It does get easier, it just takes a long time.


----------



## stellasmama (Jul 16, 2009)

Thanks all!!!! It will take time....I think of her everyday. My biggest concern after coming home from the vet that day without her was, "I hope she knew how much we loved her!" I really hope she knew how wonderful we thought she was!!!


----------



## YellowFlower (Jul 21, 2009)

> I really hope she knew how wonderful we thought she was!!!


Hi Stellasmama, 
This was my exact thought when i had to have my cat put to sleep a few years back, however i was touched by how much you must of cared for Sadie and im sure that she knew and cherished every moment with you. She was lucky to of had such a lovely owner. 

And her memory will surely live on . . 

Sadie sounded like a beautiful dog. R.I.P Sadie.


----------



## dipdog (Jan 24, 2009)

so sorry for your loss r.i.p sadie


----------



## noushka05 (Mar 28, 2008)

so sorry for your loss i know how youre feeling i lost my old dog in May, its very hard x

R.I.P Sadie xxx


----------



## Guest (Jul 24, 2009)

I'm sorry for your loss  xxx


----------



## stellasmama (Jul 16, 2009)

YellowFlower said:


> Hi Stellasmama,
> This was my exact thought when i had to have my cat put to sleep a few years back, however i was touched by how much you must of cared for Sadie and im sure that she knew and cherished every moment with you. She was lucky to of had such a lovely owner.

▸ What you will do
(1) In the forum thread about Sadie, what kind of pet did YellowFlower have put to sleep a few years back?
(2) State whether each of the following statements agrees with the forum thread about Sadie, and support each answer with the deciding words from the thread. (a) After returning from the vet, stellasmama's biggest concern was whether Sadie knew how much she was loved. (b) noushka05 lost an old dog in July. (c) YellowFlower describes Sadie as a beautiful cat.
(3) Write the next part of the forum thread about Sadie, following on from the final quoted line.

▸ Records
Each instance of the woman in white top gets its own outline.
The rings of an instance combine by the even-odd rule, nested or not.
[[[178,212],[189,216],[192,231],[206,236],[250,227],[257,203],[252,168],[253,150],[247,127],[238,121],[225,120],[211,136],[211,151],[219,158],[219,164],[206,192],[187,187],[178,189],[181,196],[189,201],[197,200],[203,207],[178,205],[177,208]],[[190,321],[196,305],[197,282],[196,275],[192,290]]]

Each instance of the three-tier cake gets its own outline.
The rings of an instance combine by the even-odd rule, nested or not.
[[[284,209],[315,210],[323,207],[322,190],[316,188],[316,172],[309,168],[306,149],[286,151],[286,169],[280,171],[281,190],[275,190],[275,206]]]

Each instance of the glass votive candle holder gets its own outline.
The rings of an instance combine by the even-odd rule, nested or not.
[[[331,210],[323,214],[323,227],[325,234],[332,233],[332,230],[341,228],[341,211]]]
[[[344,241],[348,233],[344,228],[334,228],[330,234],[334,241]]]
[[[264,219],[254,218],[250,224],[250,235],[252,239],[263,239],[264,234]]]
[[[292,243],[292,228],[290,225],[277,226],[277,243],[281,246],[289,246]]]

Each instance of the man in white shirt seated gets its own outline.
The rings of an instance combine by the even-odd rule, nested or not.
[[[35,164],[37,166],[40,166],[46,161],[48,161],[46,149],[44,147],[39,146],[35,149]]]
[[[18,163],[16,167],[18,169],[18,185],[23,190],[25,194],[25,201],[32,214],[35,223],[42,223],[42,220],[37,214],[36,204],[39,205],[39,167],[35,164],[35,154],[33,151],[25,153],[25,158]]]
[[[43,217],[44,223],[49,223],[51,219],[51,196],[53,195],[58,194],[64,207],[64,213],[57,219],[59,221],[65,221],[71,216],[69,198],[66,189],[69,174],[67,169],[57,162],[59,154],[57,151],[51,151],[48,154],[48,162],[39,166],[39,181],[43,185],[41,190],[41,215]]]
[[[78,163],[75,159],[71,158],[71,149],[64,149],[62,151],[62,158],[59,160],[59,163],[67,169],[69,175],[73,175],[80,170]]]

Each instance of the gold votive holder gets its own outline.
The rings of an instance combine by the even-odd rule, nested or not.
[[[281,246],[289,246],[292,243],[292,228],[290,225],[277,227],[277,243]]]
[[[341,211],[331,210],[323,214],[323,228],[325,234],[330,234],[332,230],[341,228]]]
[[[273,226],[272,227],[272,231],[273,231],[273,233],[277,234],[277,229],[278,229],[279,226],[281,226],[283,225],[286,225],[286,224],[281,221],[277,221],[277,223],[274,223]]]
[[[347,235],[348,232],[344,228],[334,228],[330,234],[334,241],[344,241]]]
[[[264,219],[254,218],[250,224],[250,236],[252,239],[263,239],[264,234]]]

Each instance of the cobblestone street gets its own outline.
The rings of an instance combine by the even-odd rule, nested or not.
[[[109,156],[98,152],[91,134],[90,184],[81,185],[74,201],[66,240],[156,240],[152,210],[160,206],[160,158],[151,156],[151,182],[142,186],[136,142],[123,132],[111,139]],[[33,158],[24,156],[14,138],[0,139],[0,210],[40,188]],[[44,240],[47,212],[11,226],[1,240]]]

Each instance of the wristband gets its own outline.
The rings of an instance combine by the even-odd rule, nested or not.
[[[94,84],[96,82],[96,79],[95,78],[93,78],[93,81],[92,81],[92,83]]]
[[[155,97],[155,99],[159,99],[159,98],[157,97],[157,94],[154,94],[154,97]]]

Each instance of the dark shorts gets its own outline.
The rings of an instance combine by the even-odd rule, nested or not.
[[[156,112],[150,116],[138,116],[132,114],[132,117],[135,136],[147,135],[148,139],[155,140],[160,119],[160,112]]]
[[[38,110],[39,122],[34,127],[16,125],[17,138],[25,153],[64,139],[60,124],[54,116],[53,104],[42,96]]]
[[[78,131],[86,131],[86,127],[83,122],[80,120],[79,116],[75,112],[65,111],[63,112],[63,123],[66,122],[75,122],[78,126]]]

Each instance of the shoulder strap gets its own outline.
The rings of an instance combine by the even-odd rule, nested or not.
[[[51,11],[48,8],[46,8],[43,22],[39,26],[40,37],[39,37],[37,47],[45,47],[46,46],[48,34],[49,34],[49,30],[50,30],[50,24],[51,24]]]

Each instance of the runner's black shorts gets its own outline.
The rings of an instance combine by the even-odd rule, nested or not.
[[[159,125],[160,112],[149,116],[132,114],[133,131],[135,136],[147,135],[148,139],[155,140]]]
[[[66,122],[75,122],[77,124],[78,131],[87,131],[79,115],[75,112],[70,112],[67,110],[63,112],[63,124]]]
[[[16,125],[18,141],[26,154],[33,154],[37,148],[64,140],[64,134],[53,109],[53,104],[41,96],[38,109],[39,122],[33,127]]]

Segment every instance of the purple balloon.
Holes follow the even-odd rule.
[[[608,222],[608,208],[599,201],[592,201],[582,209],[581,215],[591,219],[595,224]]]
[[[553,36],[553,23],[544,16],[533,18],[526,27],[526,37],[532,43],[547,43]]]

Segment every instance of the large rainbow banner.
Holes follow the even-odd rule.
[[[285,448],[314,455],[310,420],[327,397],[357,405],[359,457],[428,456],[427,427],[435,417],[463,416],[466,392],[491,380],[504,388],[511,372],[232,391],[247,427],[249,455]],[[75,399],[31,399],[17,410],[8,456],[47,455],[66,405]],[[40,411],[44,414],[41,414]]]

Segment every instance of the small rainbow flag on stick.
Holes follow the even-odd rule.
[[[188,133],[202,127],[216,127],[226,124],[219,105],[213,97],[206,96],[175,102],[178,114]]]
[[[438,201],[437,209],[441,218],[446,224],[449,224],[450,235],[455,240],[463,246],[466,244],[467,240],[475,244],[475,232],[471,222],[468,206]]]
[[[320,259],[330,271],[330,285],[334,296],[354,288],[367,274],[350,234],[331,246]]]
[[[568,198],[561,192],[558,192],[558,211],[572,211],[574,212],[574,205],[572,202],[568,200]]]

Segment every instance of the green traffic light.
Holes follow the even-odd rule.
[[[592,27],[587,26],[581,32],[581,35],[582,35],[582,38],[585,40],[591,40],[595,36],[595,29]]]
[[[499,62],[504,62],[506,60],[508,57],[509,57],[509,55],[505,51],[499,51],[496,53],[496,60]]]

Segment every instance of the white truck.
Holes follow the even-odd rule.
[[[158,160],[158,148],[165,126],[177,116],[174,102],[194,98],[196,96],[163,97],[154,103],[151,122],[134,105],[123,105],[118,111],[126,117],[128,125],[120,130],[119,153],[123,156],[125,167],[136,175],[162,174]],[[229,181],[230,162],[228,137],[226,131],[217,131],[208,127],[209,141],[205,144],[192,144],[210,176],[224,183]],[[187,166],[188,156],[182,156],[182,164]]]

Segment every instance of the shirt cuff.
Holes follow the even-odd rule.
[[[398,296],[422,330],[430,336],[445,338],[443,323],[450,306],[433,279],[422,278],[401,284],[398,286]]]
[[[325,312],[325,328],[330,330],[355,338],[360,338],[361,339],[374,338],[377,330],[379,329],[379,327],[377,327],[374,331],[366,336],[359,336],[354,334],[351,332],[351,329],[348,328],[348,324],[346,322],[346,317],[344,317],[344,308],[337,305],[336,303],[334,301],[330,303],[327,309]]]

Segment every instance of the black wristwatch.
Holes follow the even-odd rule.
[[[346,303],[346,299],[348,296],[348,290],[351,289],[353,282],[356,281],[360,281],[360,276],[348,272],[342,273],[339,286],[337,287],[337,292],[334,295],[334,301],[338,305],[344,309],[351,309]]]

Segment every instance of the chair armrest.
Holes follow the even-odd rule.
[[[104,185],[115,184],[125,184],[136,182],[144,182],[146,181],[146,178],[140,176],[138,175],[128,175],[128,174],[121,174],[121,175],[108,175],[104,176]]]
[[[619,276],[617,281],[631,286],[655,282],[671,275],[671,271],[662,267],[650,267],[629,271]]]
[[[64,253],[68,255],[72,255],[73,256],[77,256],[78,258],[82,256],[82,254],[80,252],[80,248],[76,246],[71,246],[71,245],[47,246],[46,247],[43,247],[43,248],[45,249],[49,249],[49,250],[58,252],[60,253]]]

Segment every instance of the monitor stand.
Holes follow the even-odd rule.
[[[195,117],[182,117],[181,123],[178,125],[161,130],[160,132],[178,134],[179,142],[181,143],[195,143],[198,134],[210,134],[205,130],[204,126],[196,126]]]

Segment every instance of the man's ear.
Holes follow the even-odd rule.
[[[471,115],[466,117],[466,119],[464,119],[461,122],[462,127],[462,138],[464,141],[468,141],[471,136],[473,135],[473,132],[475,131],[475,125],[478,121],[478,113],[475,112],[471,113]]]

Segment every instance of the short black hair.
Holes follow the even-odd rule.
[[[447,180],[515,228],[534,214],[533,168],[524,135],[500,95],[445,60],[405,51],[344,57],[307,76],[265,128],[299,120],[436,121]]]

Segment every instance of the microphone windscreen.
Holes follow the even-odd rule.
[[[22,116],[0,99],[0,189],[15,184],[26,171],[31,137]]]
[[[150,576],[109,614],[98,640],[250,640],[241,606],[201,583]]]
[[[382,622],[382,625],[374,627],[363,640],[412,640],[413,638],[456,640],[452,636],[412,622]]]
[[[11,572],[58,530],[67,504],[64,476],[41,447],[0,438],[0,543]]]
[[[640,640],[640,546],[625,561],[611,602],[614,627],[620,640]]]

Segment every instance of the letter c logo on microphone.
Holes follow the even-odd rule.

▸ Final answers
(1) A cat.

(2)
(a) Yes: "My biggest concern after coming home from the vet that day without her was, "I hope she knew how much we loved her!""
(b) No: "i lost my old dog in May"
(c) No: "Sadie sounded like a beautiful dog."

(3)
> 
> And her memory will surely live on . .
> ...


I think we all feel that way about our pets....that's why we have them and take such good care of them. We can tell how much they love us....and hopefully they can tell how much we love them!!!!


----------



## michellej (Jul 26, 2009)

i lost my charlie a week ago and feel just like you say, my heart is breaking , maybe i need a little one again to fill the hole but cant decide so making a few enquiries, your new blog is lovely.


----------



## stellasmama (Jul 16, 2009)

michellej said:


> i lost my charlie a week ago and feel just like you say, my heart is breaking , maybe i need a little one again to fill the hole but cant decide so making a few enquiries, your new blog is lovely.


So sorry for YOUR loss! We all know that the day will come at some point....but there are no words to describe the absolute heartbreak.

You'll know when you're ready for a new little one! Sometimes I almost feel disloyal to our Sadie because of how much I love our little Stella....but I know...that Sadie would have wanted us to share the love we had for her with another four footed friend!!!

Charlie was a lucky dog!!!


----------



## michellej (Jul 26, 2009)

thank you for these kind words, different things keep happening to make me believe he is telling me its ok to have another little furry boy in our lives. I made his big plastic bed container into a herb garden at the weekend he never slept in it realy it was mainly his paddlingpool. I happened on a spaniel book in our house and the pictures on the back are one of a golden and one of a roan and i am trying to see a roan soon, if its meant to be it will.


----------



## MADCAT (Nov 21, 2008)

Sorry to hear of your loss.
RIP Sadie xxx


----------



## Guest (Jul 28, 2009)

*RIP Sadie..

sorry to hear of your loss*


----------



## stellasmama (Jul 16, 2009)

Thank you everyone!!!


----------



## stellasmama (Jul 16, 2009)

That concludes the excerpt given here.